▶ **SET TASK**
How many lines of the records contain the word "shirt"? Case counts; reply with the number alone.

* Begin THE RECORDS *

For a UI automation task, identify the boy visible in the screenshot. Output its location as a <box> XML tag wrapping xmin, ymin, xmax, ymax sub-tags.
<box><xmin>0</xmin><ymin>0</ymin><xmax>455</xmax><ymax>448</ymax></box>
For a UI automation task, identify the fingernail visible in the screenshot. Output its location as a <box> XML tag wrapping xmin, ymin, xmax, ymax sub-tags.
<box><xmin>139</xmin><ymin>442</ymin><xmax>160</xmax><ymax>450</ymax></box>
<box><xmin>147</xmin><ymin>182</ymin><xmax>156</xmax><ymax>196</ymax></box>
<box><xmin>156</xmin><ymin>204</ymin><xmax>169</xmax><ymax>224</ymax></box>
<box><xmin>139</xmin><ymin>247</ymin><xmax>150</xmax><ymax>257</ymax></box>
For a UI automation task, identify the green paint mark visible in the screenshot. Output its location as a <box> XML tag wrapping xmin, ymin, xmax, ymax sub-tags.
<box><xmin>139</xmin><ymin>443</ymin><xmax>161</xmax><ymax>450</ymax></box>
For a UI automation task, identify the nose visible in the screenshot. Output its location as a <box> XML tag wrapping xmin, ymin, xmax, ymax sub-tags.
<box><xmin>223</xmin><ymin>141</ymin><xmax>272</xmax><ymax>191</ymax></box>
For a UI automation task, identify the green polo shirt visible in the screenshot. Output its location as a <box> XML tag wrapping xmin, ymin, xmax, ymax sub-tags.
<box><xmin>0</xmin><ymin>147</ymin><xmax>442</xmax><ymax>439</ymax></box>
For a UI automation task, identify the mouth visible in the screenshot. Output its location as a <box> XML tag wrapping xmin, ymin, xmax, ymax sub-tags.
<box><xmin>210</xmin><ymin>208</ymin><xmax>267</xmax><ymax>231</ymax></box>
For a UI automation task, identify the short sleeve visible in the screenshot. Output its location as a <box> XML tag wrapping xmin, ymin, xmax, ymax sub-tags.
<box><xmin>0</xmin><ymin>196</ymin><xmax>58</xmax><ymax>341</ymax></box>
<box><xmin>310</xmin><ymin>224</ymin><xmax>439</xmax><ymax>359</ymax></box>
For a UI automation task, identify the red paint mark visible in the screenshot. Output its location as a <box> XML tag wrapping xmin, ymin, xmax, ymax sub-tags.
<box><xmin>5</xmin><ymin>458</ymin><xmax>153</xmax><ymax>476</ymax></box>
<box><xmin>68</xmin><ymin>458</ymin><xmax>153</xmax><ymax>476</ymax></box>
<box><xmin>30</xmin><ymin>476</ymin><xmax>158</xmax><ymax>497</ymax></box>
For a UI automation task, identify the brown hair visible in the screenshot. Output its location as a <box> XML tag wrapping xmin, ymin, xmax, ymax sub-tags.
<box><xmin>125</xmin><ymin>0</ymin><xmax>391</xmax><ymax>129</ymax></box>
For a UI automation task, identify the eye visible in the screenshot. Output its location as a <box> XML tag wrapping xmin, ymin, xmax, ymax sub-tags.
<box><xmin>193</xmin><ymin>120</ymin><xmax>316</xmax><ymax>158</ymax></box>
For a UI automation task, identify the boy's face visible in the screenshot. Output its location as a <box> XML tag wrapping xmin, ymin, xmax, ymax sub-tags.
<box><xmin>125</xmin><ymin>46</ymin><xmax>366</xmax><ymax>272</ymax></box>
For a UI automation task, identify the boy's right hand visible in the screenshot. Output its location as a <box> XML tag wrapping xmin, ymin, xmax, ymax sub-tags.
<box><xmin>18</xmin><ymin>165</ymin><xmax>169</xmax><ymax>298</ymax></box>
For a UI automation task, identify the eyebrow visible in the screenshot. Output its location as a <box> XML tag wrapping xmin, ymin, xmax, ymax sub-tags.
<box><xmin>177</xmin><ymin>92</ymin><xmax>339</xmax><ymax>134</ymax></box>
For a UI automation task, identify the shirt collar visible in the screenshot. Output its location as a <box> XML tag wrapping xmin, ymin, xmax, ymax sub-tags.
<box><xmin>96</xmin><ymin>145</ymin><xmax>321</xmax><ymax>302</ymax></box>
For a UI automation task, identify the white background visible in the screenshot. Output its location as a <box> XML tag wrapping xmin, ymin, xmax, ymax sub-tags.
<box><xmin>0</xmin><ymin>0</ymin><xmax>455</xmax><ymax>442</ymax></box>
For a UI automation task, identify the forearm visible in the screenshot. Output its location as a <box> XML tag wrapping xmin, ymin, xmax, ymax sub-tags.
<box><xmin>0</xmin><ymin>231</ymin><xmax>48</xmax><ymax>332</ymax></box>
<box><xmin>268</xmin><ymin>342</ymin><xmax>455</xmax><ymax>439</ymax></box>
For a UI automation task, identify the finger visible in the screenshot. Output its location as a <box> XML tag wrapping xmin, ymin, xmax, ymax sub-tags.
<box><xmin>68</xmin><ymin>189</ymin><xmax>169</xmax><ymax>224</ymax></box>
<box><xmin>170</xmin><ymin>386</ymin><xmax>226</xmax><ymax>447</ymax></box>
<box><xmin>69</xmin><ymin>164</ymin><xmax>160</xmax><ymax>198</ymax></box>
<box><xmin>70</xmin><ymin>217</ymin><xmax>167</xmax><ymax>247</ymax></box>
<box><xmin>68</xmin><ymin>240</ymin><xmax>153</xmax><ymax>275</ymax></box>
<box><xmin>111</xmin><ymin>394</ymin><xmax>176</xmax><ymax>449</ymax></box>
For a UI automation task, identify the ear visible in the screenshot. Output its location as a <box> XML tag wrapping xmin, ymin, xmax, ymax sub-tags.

* End THE RECORDS *

▶ **RESULT BELOW**
2